(SHORT TASK A)
Rescale the rows below by reproducing every line, requests included, with each number in the answer outlines (the viewBox values and vertex coordinates) multiplied by 2 and rounded to whole numbers, halves rounding up. Leave the numbers in the requests and their format samples unchanged.

(TEXT SEGMENT)
Kitty's Kountry Rankings are below, with a description of how they are kompiled. This week, as every week, I give out Encomiums to countries which have done Good Things, and award Execrations for countries which according to my highly personal and partial views have done Bad Things.

News that Singapore has issued a guide on the taxation of start-up costs isn't in itself the most sensational of scoops, yet it's worth mentioning as it is indicative of Singapore's overall attitude to entrepreneurship and investment, which is more friendly than most. New businesses need all the tax clarity they can get when attempting to get off the ground, and Singapore's Government seems only too happy to oblige, with the Inland Revenue having launched a series of e-guides over the past few months. Some recent reports attest to Singapore's growing influence in the region, and indeed the world, as a business, trade and investment hub. There was a 16 percent rise in business formations in the city-state in the second quarter of 2014 compared with the same period last year, and 30 percent of the companies formed in Q2 had foreign shareholders. Singapore is now the world's fourth-best financial center behind New York, London and Hong Kong according to Z/Yen's index and recently overtook Mauritius as the jurisdiction of choice for routing investment into India. Singapore's corporate tax, at 17 percent, doesn't actually feel that low anymore (although it probably does in the United States!) with corporate tax rates on a firm downtrend. But as most multinational business executives will tell you, it isn't always about tax rates. So much more goes into the decision-making mix these days when looking for the optimal place to position a regional HQ, a production or distribution center, holding company etc, and stability and certainty are probably prized by investors above all. And Singapore tends to deliver on these fronts.

(RECORDS TO PROCESS)
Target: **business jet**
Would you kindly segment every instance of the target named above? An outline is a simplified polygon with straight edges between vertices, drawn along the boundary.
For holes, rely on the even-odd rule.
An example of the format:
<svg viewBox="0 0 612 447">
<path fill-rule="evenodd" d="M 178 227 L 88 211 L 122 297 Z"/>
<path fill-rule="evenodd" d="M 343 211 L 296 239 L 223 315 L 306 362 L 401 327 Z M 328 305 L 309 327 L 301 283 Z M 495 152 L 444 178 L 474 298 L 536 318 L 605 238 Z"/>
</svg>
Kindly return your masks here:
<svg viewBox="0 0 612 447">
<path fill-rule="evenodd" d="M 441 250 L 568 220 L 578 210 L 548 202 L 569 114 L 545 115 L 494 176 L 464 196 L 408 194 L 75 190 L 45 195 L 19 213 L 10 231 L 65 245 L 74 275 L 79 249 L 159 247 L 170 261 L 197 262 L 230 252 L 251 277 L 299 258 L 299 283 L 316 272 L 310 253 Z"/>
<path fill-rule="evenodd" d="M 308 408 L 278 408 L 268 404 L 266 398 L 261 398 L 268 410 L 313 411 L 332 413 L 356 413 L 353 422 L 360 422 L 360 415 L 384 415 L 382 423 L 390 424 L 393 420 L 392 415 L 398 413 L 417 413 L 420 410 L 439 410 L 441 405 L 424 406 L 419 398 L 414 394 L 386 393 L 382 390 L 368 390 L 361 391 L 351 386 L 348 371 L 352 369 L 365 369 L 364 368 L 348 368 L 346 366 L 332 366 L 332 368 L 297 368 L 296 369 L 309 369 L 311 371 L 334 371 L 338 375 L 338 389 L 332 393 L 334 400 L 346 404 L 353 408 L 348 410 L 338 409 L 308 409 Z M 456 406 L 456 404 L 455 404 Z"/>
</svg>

(SHORT TASK B)
In the text on Singapore as a business hub, what percentage of the companies formed in Q2 had foreign shareholders?

(CORRECT RESULT A)
Target: **business jet**
Would you kindly segment every instance of the target named above? An outline is a simplified polygon with straight edges between vertices, drawn along the boundary.
For holes, rely on the even-odd rule.
An example of the format:
<svg viewBox="0 0 612 447">
<path fill-rule="evenodd" d="M 178 227 L 88 211 L 122 297 Z"/>
<path fill-rule="evenodd" d="M 343 211 L 296 239 L 223 315 L 306 362 L 401 327 Z M 328 305 L 309 327 L 301 283 Z M 495 152 L 444 178 L 474 298 L 536 318 L 605 238 Z"/>
</svg>
Kindly return your masks here:
<svg viewBox="0 0 1224 894">
<path fill-rule="evenodd" d="M 882 500 L 1136 440 L 1156 420 L 1096 404 L 1138 228 L 1090 230 L 988 352 L 928 392 L 816 388 L 150 380 L 90 390 L 38 426 L 20 462 L 130 490 L 148 550 L 158 498 L 318 494 L 340 522 L 394 524 L 460 504 L 502 554 L 598 516 L 598 566 L 632 544 L 620 506 Z"/>
<path fill-rule="evenodd" d="M 616 816 L 556 816 L 536 808 L 532 796 L 522 796 L 536 820 L 626 822 L 664 826 L 712 826 L 706 844 L 720 844 L 720 830 L 768 830 L 764 846 L 780 848 L 786 840 L 784 830 L 796 826 L 834 826 L 840 820 L 878 820 L 882 810 L 848 812 L 838 796 L 828 788 L 772 786 L 764 780 L 736 780 L 722 782 L 702 772 L 696 742 L 704 738 L 730 738 L 728 736 L 696 736 L 692 732 L 664 732 L 664 736 L 594 736 L 592 738 L 618 738 L 622 742 L 668 742 L 676 750 L 676 778 L 664 786 L 668 800 L 692 808 L 706 816 L 696 820 L 676 818 L 616 818 Z M 912 812 L 912 808 L 910 808 Z"/>
</svg>

(CORRECT RESULT B)
30 percent